§ **What the exercise asks**
Rewrite everything from the line containing "of the blue" down to the end of the records, changing "brick wall" to "stone wall" and leaving all else as it is.

§ **Material for this task**
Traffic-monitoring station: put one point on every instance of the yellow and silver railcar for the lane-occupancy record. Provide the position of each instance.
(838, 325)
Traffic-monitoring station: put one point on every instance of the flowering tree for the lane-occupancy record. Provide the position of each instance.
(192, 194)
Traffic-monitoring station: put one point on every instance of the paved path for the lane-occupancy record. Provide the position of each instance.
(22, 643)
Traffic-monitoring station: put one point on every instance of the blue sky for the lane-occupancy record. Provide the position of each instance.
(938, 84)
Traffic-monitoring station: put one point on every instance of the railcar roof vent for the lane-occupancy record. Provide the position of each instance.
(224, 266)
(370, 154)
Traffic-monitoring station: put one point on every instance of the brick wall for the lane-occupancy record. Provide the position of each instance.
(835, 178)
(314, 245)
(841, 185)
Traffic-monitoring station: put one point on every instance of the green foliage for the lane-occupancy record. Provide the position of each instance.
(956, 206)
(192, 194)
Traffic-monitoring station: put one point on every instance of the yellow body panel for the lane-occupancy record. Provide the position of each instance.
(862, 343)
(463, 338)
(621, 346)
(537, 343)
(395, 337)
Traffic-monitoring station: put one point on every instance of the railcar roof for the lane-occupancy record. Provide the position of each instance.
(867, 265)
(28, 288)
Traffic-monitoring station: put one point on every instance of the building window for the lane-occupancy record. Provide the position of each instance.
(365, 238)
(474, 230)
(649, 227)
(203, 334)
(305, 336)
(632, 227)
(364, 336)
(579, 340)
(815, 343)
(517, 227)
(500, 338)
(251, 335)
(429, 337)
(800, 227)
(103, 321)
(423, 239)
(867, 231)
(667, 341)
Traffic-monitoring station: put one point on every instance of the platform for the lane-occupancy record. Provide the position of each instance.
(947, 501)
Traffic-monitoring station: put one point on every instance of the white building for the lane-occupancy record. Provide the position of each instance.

§ **Answer to the exercise**
Traffic-monitoring station: put one point on every instance of the blue sky for the lane-occupancy record. Provide the position of each instance.
(938, 84)
Traffic-monitoring station: put one point on every instance of the railcar roof vent for the lane-occupancy record. Provide the position of each instance.
(224, 266)
(370, 154)
Traffic-monitoring station: put one point on every instance of the stone wall for the lane-occupancy record. Provide the position of each instance.
(835, 178)
(314, 245)
(841, 185)
Traffic-monitoring station: put one point on every instance of the green foliage for the lane-occupancy record. Provide the position of each instance.
(956, 206)
(192, 194)
Traffic-monitoring station: put one point on every instance of the yellow body panel for the lane-occupancy record. Provide the position of each instance.
(862, 343)
(463, 338)
(621, 346)
(537, 343)
(395, 337)
Traffic-monitoring station: put one point on every instance of the railcar roof for the lane-occupancy record. Provide the position of each instance.
(867, 265)
(28, 288)
Traffic-monitoring station: put one point on every instance of the building window for the lane-occupancy record. Provide the position of each instance.
(365, 238)
(474, 230)
(649, 227)
(203, 334)
(305, 336)
(632, 227)
(364, 336)
(579, 340)
(815, 343)
(517, 227)
(500, 338)
(251, 335)
(429, 337)
(800, 227)
(103, 321)
(423, 239)
(867, 231)
(667, 341)
Traffic-monitoring station: put one point on every instance of the platform for the lane-occupancy record. Provide the position of each instance.
(947, 501)
Traffic-monitoring station: put one point on every instance of the white building for the lane-occupancy record. Provide the position of each instance.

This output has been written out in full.